##### Passage provided

My opinion and of course YMMV.


Gold Supporting Member
Here's a link to check out

I have purchased alot of equipment here in the past (servers, workstations etc.) and have not had any problems with the stuff. One item was a brand new IBM Intellistation dual Xeon workstation for around $2K. If you can wait for the right piece to come along you can do much better for the same money than with Dell. One reservation is that I haven't bought anything there in a couple of years

If not, the build your own approach is the way to go. I am not very technically inclined but I have built 3 of them for myself, son and daughter with no problems and now I feel very confident in taking them apart and fixing them. The advantage with this approach is that you get to pick premium parts rather than have to take what the manufacturer gives you with a packaged PC.

##########

> [Requirement A]: Reproduce the part of the forum post between "Gold Supporting Member" and "a packaged PC.", inclusive.
> [Requirement B]:
Answer these questions using the forum post about buying computers:
(i) What brand-new workstation did the writer buy, and for about how much?
(ii) How many computers has the writer built, and for whom?
(iii) What advantage of building your own computer does the writer name?
> [Requirement C]: Extend the forum post about buying computers, starting right after its last sentence.
The data is separate material that has no connection to the forum post.

##### Records shown

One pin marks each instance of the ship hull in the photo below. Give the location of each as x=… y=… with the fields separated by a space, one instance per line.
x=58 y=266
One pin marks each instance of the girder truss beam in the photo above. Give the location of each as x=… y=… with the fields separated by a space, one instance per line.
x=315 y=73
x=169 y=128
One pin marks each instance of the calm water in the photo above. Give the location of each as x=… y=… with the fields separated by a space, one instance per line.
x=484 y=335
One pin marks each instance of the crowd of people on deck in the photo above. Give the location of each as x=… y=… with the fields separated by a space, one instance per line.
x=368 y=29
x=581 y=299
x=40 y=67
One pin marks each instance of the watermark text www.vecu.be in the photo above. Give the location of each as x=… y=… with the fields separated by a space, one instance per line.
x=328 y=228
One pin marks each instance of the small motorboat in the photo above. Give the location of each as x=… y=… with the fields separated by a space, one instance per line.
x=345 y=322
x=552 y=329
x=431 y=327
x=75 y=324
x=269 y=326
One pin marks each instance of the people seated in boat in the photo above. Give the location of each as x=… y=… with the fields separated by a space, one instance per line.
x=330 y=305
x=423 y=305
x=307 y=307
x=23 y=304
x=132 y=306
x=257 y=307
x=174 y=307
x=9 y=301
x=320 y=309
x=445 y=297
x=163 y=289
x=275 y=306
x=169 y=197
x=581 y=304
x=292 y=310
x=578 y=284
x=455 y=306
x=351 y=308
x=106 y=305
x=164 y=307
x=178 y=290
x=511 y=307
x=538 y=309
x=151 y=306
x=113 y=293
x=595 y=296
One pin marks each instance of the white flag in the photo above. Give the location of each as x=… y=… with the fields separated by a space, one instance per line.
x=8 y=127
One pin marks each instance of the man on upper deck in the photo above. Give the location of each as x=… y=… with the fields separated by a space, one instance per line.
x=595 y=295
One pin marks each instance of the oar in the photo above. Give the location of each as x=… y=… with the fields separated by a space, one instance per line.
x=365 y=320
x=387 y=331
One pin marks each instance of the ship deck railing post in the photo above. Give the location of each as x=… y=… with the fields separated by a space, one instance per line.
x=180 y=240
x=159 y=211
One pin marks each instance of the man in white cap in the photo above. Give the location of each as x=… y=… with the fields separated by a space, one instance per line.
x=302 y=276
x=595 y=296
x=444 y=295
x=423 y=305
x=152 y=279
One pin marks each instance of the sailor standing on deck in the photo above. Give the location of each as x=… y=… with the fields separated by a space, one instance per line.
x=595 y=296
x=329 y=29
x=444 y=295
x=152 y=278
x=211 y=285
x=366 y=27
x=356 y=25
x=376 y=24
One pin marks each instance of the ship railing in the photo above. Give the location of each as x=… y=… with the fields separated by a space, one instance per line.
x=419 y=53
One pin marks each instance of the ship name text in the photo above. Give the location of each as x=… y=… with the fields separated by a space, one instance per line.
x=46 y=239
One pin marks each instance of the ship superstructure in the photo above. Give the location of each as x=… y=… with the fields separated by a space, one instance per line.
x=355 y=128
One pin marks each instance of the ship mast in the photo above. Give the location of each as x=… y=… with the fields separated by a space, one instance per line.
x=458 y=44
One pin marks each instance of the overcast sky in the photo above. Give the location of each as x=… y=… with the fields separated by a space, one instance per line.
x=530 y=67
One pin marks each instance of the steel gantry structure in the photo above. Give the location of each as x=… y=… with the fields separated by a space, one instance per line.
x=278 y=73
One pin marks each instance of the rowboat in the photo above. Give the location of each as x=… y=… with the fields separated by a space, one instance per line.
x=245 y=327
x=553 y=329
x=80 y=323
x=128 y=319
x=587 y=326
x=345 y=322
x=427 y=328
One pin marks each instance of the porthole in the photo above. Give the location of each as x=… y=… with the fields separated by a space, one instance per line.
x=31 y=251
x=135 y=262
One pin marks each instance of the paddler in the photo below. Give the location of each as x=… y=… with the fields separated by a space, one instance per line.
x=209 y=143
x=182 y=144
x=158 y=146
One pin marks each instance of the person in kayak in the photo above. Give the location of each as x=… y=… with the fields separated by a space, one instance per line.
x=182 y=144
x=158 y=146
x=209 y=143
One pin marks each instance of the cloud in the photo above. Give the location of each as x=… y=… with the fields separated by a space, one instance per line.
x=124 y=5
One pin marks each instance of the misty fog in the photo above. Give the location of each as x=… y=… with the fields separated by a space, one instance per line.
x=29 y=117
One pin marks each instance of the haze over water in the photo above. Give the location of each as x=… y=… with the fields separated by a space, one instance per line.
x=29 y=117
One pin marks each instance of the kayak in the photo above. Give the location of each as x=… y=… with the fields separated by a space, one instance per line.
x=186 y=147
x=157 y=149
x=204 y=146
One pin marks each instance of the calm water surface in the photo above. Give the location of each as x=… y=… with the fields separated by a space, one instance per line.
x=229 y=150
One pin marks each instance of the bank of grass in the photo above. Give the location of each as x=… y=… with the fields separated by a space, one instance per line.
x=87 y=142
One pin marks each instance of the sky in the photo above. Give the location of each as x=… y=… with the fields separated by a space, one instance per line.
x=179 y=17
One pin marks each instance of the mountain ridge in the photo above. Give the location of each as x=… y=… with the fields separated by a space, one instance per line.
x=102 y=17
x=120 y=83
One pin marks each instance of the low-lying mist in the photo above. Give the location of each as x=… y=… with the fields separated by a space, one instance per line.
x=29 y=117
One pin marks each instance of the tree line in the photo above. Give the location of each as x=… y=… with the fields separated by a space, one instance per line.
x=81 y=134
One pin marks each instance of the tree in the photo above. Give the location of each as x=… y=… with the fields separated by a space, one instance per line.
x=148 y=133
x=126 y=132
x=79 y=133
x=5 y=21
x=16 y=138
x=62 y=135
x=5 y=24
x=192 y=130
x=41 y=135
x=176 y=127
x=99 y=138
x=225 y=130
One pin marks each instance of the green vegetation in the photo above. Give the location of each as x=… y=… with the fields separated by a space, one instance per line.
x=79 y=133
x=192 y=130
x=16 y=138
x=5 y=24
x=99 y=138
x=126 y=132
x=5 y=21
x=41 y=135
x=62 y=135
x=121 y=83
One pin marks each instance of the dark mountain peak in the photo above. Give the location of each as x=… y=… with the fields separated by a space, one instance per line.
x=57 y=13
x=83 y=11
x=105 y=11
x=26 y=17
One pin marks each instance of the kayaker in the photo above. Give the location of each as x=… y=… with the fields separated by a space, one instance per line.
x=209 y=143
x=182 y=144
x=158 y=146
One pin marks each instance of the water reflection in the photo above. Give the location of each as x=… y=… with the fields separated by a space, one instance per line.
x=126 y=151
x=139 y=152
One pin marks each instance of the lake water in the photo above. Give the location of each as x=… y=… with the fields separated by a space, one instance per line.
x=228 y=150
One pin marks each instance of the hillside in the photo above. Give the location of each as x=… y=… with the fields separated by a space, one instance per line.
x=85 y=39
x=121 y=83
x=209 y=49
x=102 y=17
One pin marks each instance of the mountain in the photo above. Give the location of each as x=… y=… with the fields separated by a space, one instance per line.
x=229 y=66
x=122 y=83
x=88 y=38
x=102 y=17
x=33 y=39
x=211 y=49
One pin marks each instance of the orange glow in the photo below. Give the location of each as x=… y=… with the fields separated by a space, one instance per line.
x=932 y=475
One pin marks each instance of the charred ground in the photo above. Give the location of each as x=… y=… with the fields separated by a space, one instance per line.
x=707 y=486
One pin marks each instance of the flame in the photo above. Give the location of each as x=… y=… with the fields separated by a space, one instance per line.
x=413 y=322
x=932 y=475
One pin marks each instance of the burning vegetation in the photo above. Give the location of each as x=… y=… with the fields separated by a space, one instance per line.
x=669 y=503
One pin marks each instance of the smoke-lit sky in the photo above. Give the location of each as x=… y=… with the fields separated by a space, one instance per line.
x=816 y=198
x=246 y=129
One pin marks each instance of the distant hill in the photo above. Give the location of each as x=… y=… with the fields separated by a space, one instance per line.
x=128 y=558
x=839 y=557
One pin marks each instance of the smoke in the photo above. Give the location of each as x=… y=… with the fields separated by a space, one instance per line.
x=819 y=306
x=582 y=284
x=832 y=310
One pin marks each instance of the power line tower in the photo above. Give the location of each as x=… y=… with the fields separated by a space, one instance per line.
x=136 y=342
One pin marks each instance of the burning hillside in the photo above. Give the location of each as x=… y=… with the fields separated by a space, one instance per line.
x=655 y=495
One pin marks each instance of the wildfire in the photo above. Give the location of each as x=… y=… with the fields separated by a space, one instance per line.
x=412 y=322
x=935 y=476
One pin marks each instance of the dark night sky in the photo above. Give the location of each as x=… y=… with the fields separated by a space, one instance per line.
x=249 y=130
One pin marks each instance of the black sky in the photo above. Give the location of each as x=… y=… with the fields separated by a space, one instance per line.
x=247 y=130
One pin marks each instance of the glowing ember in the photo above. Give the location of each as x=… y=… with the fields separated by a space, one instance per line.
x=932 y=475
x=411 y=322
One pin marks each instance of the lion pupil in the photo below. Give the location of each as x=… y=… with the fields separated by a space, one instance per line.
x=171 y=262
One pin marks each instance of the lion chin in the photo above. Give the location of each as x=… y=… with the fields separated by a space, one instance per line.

##########

> [Answer box A]:
Gold Supporting Member
Here's a link to check out

I have purchased alot of equipment here in the past (servers, workstations etc.) and have not had any problems with the stuff. One item was a brand new IBM Intellistation dual Xeon workstation for around $2K. If you can wait for the right piece to come along you can do much better for the same money than with Dell. One reservation is that I haven't bought anything there in a couple of years

If not, the build your own approach is the way to go. I am not very technically inclined but I have built 3 of them for myself, son and daughter with no problems and now I feel very confident in taking them apart and fixing them. The advantage with this approach is that you get to pick premium parts rather than have to take what the manufacturer gives you with a packaged PC.

> [Answer box B]:
(i) An IBM Intellistation dual Xeon workstation, for around $2K.
(ii) Three: one for the writer, one for a son and one for a daughter.
(iii) You get to pick premium parts rather than take what the manufacturer gives you with a packaged PC.

> [Answer box C]:
I have had good success with ASUS motherboards, Crucial memory, Intel P4s, Western Digital and Maxtor drives and Matrox and ATI graphics cards. I would get an onboard gigabit network interface to open up another slot for expansion.

Second DKaplowitz in that there is really not much to go wrong and I would certainly be willing to assist if you run into problems.

It's important to remember to unplug and discharge any static E before you mess around with the components.


I built my own and got he parts from Newegg... about 4 months ago. Kicks butt over any off the shelf PC.

You can hand pick all the premium components and gain a better understanding of the 'guts' of the computer.


AND.. once you're all up and running, upgrading the system is SUPER cost effective. I've been building my own PCs since college days.. in 7 years I've only had to completely replace my PC twice. I've managed to maintane great performace via upgrading over a 3.5 to 4 year period.

I've had great results with Abit and Asus motherboards. I've used both AMD and Intel CPUs.. both good.


but it's not always cheaper, just more rewarding.

I'd recommend at least some of the following:

on-board Gigabit Ethernet

800Mhz + FSB

ECC DDR Memory Support (400Mhz / PC3200)

I like Intel CPU's, but AMD systems are good, be sure to get good power supplies like an Antec TruePower or Seasonic.

I also like tool-less drive bays and PCI slots.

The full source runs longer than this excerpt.